■ **Text shown**:
>> begin
Now pilots were being presented with precise digital values of absolute EGT, scary temperatures in the 1300s, 1400s, 1500s and even 1600s Fahrenheit. Few understood what these temperatures meant, but most assumed that—as with most other temperatures in aviation (CHT, TIT, OAT, oil temp, etc.)—cooler was better and hotter was worse.
What EGT Is Not
In fact, however, absolute values of EGT are not particularly interesting for a number of reasons. The most important is that indicated EGT is not a “real” temperature! To understand what I mean by this, I’d like you to conduct a thought experiment: Imagine that you’re an EGT probe, located in an exhaust riser between two and four inches from the exhaust port of a cylinder, and think about what you would see.
>> end
■ **Supplied material**:
>> begin
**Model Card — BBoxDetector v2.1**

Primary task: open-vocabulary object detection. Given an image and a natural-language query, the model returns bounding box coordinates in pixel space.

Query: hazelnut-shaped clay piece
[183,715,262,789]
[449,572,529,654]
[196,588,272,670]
>> end
■ **Jobs**:
A. According to the EGT passage, why did most pilots assume that a cooler EGT was better and a hotter one worse? Answer in one to three sentences.
B. For each statement below, say whether it agrees with the EGT passage. Answer yes or no and quote the deciding words of the passage exactly.
(i) Most pilots understood what the displayed EGT values meant.
(ii) The passage places the imagined EGT probe between two and four inches from the exhaust port of a cylinder.
(iii) The passage describes indicated EGT as a "real" temperature.
C. Write out the EGT passage from "Now pilots were" up to and including "hotter was worse.".
The entries are separate material from the EGT passage.

■ **Replies**:
A. Most pilots reasoned by analogy with other temperatures in aviation, such as CHT, TIT, OAT, and oil temp. For those, cooler was better and hotter was worse.

B.
(i) No: "Few understood what these temperatures meant"
(ii) Yes: "located in an exhaust riser between two and four inches from the exhaust port of a cylinder"
(iii) No: "indicated EGT is not a “real” temperature!"

C.
Now pilots were being presented with precise digital values of absolute EGT, scary temperatures in the 1300s, 1400s, 1500s and even 1600s Fahrenheit. Few understood what these temperatures meant, but most assumed that—as with most other temperatures in aviation (CHT, TIT, OAT, oil temp, etc.)—cooler was better and hotter was worse.